Work to complete: Down to the final line, print each entry exactly.

Source material:
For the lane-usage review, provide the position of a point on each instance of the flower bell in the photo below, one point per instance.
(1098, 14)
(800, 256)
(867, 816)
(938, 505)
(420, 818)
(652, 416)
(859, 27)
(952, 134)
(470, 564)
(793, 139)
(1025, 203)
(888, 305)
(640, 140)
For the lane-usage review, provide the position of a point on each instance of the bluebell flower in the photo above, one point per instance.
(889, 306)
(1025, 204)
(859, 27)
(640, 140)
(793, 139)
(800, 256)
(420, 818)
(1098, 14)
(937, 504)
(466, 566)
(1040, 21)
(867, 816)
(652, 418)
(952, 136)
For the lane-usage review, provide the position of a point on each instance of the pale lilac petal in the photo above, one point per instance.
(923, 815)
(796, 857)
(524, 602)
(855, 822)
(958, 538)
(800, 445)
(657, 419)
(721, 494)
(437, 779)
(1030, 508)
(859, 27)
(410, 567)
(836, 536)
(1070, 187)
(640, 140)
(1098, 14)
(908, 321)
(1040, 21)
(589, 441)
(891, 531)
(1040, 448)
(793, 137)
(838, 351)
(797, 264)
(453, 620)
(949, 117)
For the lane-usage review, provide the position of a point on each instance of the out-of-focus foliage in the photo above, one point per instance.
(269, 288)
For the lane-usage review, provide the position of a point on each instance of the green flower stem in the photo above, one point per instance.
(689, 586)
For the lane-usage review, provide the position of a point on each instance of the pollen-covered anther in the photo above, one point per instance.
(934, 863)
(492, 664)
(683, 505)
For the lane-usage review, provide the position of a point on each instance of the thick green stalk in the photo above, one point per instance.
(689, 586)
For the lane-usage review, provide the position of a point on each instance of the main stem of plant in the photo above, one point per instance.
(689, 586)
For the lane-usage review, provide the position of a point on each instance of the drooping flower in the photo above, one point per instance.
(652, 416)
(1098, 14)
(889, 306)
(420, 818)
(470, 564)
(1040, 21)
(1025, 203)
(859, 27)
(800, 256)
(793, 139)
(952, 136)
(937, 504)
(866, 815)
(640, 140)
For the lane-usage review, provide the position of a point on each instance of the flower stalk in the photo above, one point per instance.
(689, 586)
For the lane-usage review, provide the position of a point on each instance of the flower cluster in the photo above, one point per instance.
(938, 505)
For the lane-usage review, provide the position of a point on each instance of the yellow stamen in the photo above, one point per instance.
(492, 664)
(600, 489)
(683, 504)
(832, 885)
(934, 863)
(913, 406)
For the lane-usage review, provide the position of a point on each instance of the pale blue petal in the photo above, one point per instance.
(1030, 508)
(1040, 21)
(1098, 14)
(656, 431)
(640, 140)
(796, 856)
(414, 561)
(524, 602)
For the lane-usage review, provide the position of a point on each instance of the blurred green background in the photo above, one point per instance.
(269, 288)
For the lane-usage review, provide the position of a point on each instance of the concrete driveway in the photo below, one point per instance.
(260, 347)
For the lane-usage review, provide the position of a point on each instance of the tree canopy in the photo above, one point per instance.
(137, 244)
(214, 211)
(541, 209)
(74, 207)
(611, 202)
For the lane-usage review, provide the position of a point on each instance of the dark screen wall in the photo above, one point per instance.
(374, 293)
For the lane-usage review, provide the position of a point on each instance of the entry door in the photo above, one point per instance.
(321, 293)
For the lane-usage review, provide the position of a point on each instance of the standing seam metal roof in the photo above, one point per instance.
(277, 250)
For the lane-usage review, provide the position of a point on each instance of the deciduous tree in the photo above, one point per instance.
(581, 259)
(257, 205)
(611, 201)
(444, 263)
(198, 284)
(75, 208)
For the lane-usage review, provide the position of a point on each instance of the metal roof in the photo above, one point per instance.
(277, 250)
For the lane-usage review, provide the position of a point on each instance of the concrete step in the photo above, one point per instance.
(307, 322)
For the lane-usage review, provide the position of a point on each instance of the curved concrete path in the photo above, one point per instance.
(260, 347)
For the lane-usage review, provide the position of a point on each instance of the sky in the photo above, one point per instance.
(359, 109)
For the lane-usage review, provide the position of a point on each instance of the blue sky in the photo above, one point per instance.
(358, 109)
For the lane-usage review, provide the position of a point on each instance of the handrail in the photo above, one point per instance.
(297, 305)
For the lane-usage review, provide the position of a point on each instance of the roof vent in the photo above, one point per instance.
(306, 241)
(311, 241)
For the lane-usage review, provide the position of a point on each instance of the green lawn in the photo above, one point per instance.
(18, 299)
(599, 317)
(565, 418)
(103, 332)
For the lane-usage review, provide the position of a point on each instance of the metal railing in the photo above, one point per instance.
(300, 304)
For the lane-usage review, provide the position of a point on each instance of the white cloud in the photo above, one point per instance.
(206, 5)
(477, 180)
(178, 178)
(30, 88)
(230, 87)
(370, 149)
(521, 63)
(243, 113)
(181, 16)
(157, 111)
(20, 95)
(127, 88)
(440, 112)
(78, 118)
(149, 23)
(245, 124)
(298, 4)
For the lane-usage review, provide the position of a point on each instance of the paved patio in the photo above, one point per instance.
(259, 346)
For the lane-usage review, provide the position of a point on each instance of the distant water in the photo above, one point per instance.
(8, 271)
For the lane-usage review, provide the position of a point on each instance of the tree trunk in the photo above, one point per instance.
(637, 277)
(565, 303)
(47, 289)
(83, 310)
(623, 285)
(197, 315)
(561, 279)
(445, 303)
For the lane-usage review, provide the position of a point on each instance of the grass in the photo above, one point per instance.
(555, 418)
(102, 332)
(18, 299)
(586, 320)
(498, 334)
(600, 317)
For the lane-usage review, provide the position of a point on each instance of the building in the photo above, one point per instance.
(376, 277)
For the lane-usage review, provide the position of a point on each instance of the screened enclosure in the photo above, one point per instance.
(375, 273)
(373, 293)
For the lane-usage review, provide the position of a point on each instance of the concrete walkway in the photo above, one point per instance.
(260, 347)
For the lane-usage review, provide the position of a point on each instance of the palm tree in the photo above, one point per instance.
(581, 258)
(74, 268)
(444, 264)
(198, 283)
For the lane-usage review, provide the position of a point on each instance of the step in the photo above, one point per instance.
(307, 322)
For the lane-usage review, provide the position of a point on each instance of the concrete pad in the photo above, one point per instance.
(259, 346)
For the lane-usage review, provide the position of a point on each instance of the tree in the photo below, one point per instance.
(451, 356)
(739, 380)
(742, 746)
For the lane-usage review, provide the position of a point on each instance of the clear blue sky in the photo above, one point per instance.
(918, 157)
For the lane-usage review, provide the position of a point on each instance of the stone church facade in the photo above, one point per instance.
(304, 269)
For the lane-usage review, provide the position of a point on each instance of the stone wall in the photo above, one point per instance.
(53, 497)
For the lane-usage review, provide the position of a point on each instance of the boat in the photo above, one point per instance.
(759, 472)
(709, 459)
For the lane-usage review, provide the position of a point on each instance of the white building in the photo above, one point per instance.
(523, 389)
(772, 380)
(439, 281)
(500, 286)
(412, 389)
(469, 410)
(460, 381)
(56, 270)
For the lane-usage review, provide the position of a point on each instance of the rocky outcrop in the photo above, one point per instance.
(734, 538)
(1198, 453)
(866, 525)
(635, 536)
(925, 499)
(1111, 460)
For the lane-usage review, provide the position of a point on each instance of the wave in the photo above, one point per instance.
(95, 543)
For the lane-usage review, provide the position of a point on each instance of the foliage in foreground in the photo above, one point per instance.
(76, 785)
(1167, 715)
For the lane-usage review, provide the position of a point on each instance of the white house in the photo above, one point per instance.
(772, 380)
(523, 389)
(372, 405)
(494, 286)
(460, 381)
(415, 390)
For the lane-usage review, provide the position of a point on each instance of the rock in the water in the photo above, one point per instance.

Task output:
For the lane-usage review, provide the position of a point on each instance of the flower bell in the photo below, one point per instance.
(1098, 14)
(800, 256)
(867, 816)
(938, 505)
(420, 818)
(652, 416)
(859, 27)
(952, 134)
(470, 564)
(793, 139)
(1025, 203)
(888, 305)
(640, 140)
For the lane-usage review, provide the position of a point on each instance of the bluebell flower in the photo above, one point per instance.
(889, 306)
(1025, 204)
(859, 27)
(640, 140)
(793, 139)
(800, 256)
(420, 818)
(1098, 14)
(937, 504)
(466, 566)
(1040, 21)
(867, 816)
(652, 418)
(952, 136)
For the lane-usage review, provide the position of a point on each instance of the pale lilac petal in the photo above, one point per instance.
(923, 815)
(796, 857)
(524, 602)
(855, 822)
(958, 538)
(800, 445)
(657, 419)
(721, 494)
(437, 779)
(1030, 508)
(859, 27)
(410, 567)
(836, 536)
(1070, 187)
(640, 140)
(1098, 14)
(908, 321)
(1040, 21)
(589, 441)
(891, 531)
(1040, 448)
(793, 137)
(838, 351)
(797, 264)
(453, 620)
(949, 117)
For the lane-usage review, provide the position of a point on each instance of the out-of-focus foliage in the photo above, one point per instance.
(269, 288)
For the lane-usage review, provide the position of a point on each instance of the green flower stem in the photo above, one point per instance.
(689, 586)
For the lane-usage review, provide the position of a point on each instance of the pollen-covered anther in the photo above, one point per instance.
(934, 863)
(492, 664)
(683, 505)
For the lane-usage review, provide the position of a point on each instance of the thick green stalk in the photo above, one point per instance.
(689, 586)
For the lane-usage review, provide the position of a point on each instance of the main stem of plant in the photo above, one point per instance.
(689, 586)
For the lane-usage review, provide the position of a point on each instance of the drooping flower in the photo above, one point per instance.
(652, 416)
(1098, 14)
(889, 306)
(420, 818)
(470, 564)
(1040, 21)
(1025, 203)
(859, 27)
(800, 256)
(793, 139)
(952, 136)
(937, 504)
(866, 815)
(640, 140)
For the lane-usage review, provide the position of a point on each instance of the flower stalk in the photo above, one point per instance.
(689, 586)
For the lane-usage review, provide the position of a point on each instance of the flower cluster in the photo above, one point per instance.
(938, 505)
For the lane-usage review, provide the position of a point on each instance of the yellow stamen in the photo above, one point per instance.
(492, 664)
(600, 489)
(683, 504)
(832, 885)
(934, 863)
(913, 406)
For the lane-usage review, provide the position of a point on each instance of the pale blue petal in the photo above, one point per instance.
(1030, 508)
(1040, 21)
(1098, 14)
(656, 431)
(640, 140)
(796, 856)
(414, 561)
(524, 602)
For the lane-usage review, provide the position of a point on each instance of the blurred green background in the photo above, one point per instance.
(269, 288)
For the lane-usage review, provide the position of a point on each instance of the concrete driveway in the photo below, one point per instance.
(260, 347)
For the lane-usage review, provide the position of a point on each instance of the tree canopy in the photo above, one point per instance.
(137, 244)
(214, 211)
(541, 209)
(74, 207)
(611, 202)
For the lane-usage review, provide the position of a point on each instance of the dark screen wall in the photo above, one point per instance.
(374, 293)
For the lane-usage review, provide the position of a point on each instance of the entry door in the photo above, one point per instance.
(321, 293)
For the lane-usage review, provide the position of a point on each instance of the standing seam metal roof in the photo above, one point per instance.
(277, 250)
For the lane-usage review, provide the position of a point on each instance of the deciduous tree in the photo above, one point per instance.
(581, 259)
(257, 205)
(611, 201)
(444, 263)
(198, 284)
(75, 208)
For the lane-usage review, provide the position of a point on each instance of the metal roof in the photo above, one point per instance.
(277, 250)
For the lane-usage review, provide the position of a point on each instance of the concrete step in the photo above, one point per instance.
(307, 322)
For the lane-usage review, provide the position of a point on each instance of the curved concrete path in the photo above, one point per instance.
(260, 347)
For the lane-usage review, provide the position of a point on each instance of the sky in the photo above, one point per instance.
(359, 109)
For the lane-usage review, provide the position of a point on each instance of the blue sky in the photo above, one point per instance.
(358, 109)
For the lane-usage review, provide the position of a point on each instance of the handrail in the photo above, one point per instance.
(297, 305)
For the lane-usage review, provide the position of a point on each instance of the roof vent in the photo above, one point per instance.
(306, 241)
(311, 241)
For the lane-usage review, provide the position of a point on each instance of the green lawn in the photo above, one point per instance.
(18, 299)
(599, 317)
(565, 418)
(103, 332)
For the lane-usage review, provide the position of a point on each instance of the metal railing in the photo above, one point per instance.
(300, 304)
For the lane-usage review, provide the position of a point on each instance of the white cloud in the photo above, one point per instance.
(206, 5)
(477, 180)
(178, 178)
(30, 88)
(230, 87)
(370, 149)
(521, 63)
(243, 113)
(181, 16)
(157, 111)
(20, 95)
(127, 88)
(440, 112)
(78, 118)
(149, 23)
(245, 124)
(298, 4)
For the lane-usage review, provide the position of a point on each instance of the paved patio in the photo above, one point per instance.
(259, 346)
For the lane-usage review, provide the position of a point on each instance of the distant water in the photo above, one point per instance.
(8, 271)
For the lane-usage review, provide the position of a point on each instance of the tree trunk in the photo above, one point per instance.
(637, 277)
(565, 303)
(47, 289)
(83, 310)
(623, 285)
(197, 315)
(561, 279)
(445, 303)
For the lane-usage review, provide the position of a point on each instance of the grass in the photo above, one point per instance.
(555, 418)
(102, 332)
(18, 299)
(586, 320)
(498, 334)
(600, 317)
For the lane-usage review, provide the position of a point on each instance of the building in the photo above, one point per instance.
(376, 277)
For the lane-usage review, provide the position of a point on each instance of the screened enclosure in the photo above, one point per instance.
(375, 273)
(373, 293)
For the lane-usage review, provide the position of a point on each instance of the concrete walkway in the photo above, one point per instance.
(260, 347)
For the lane-usage review, provide the position of a point on each instance of the palm tree in the photo above, one point per instance.
(581, 258)
(74, 268)
(444, 264)
(198, 283)
For the lane-usage review, provide the position of a point on each instance of the step in the photo above, one point per instance.
(307, 322)
For the lane-usage review, provide the position of a point on each instance of the concrete pad in the photo above, one point per instance.
(259, 346)
For the lane-usage review, provide the position of a point on each instance of the tree in the photo below, one point per instance.
(451, 356)
(739, 380)
(742, 746)
For the lane-usage review, provide the position of a point on each instance of the clear blue sky in the photo above, one point per instance.
(918, 157)
For the lane-usage review, provide the position of a point on each instance of the stone church facade in the photo above, one point per instance.
(304, 269)
For the lane-usage review, provide the position of a point on each instance of the stone wall in the photo above, one point per instance.
(53, 497)
For the lane-usage review, provide the position of a point on each instance of the boat in the photo above, one point per instance.
(759, 472)
(709, 459)
For the lane-usage review, provide the position of a point on each instance of the white building in the photo above, one point per instance.
(523, 389)
(772, 380)
(439, 281)
(500, 286)
(412, 389)
(469, 410)
(460, 381)
(56, 270)
For the lane-usage review, provide the position of a point on each instance of the rocky outcrop in the photo above, one point per instance.
(734, 538)
(1198, 453)
(866, 525)
(635, 536)
(925, 499)
(1111, 460)
For the lane-usage review, provide the position of a point on each instance of the wave in the photo above, one point per instance.
(95, 543)
For the lane-usage review, provide the position of a point on each instance of the foliage in foreground in the photo above, one point per instance.
(76, 785)
(1167, 715)
For the lane-usage review, provide the position of a point on each instance of the white house in the photo above, one point per instance.
(772, 380)
(523, 389)
(372, 405)
(494, 286)
(460, 381)
(415, 390)
For the lane-usage review, provide the position of a point on each instance of the rock in the water in the photo above, one point per instance.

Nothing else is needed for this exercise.